B64_VERYFAST_NEON64_CFLAGS="-mcpu=native" rebar3 compile
B64_VERYFAST_AVX2_CFLAGS="-mavx2" rebar3 compile
B64_VERYFAST_DIRTY_THRESHOLD=1048576 rebar3 compile
B64_VERYFAST_CFLAGS="-O3 -DNDEBUG" rebar3 compile

Flags such as -mcpu=native and -march=native optimize for the build host. They are appropriate for local deployment on the same CPU family, but may not be suitable for release artifacts that will be moved to older or different machines.

On x86, aklomp/base64 can compile multiple engines and choose among them at runtime. On ARM, the build enables the relevant NEON engine at compile time when the compiler accepts the selected flags.

- **Material provided**:
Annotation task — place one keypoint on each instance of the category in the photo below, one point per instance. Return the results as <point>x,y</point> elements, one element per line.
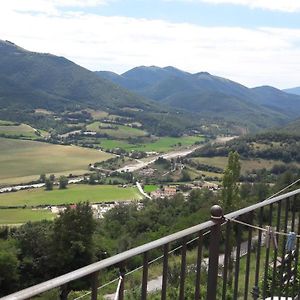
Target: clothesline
<point>260,228</point>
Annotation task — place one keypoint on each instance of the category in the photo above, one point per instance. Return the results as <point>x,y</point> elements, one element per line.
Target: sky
<point>253,42</point>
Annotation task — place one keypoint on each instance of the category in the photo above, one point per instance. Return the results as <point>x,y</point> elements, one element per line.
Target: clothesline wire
<point>282,190</point>
<point>258,228</point>
<point>194,239</point>
<point>140,267</point>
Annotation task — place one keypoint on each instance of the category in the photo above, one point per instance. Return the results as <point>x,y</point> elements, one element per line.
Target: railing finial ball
<point>216,212</point>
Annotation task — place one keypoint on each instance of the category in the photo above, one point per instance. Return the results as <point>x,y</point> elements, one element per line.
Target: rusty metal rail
<point>283,212</point>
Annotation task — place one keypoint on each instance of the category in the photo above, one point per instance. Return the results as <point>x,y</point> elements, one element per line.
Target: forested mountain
<point>210,95</point>
<point>295,91</point>
<point>43,80</point>
<point>183,101</point>
<point>30,80</point>
<point>278,100</point>
<point>292,128</point>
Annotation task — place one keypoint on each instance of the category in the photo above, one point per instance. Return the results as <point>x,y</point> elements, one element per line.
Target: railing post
<point>213,265</point>
<point>94,285</point>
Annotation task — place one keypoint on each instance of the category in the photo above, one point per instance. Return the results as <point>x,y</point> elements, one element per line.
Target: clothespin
<point>268,236</point>
<point>271,237</point>
<point>290,242</point>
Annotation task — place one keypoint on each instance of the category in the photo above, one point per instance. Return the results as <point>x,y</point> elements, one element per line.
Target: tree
<point>185,176</point>
<point>230,199</point>
<point>48,184</point>
<point>63,182</point>
<point>42,178</point>
<point>230,191</point>
<point>72,241</point>
<point>9,267</point>
<point>34,243</point>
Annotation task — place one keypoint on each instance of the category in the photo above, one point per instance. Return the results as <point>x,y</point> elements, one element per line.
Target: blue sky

- **Short task A**: Translate this sentence from the build notes above into Spanish: "On x86, aklomp/base64 can compile multiple engines and choose among them at runtime."
- **Short task B**: Quote the stretch of the build notes from "Flags such as" through "the selected flags.".

- **Exercise output A**: En x86, aklomp/base64 puede compilar varios motores y elegir entre ellos en tiempo de ejecución.

- **Exercise output B**:
Flags such as -mcpu=native and -march=native optimize for the build host. They are appropriate for local deployment on the same CPU family, but may not be suitable for release artifacts that will be moved to older or different machines.

On x86, aklomp/base64 can compile multiple engines and choose among them at runtime. On ARM, the build enables the relevant NEON engine at compile time when the compiler accepts the selected flags.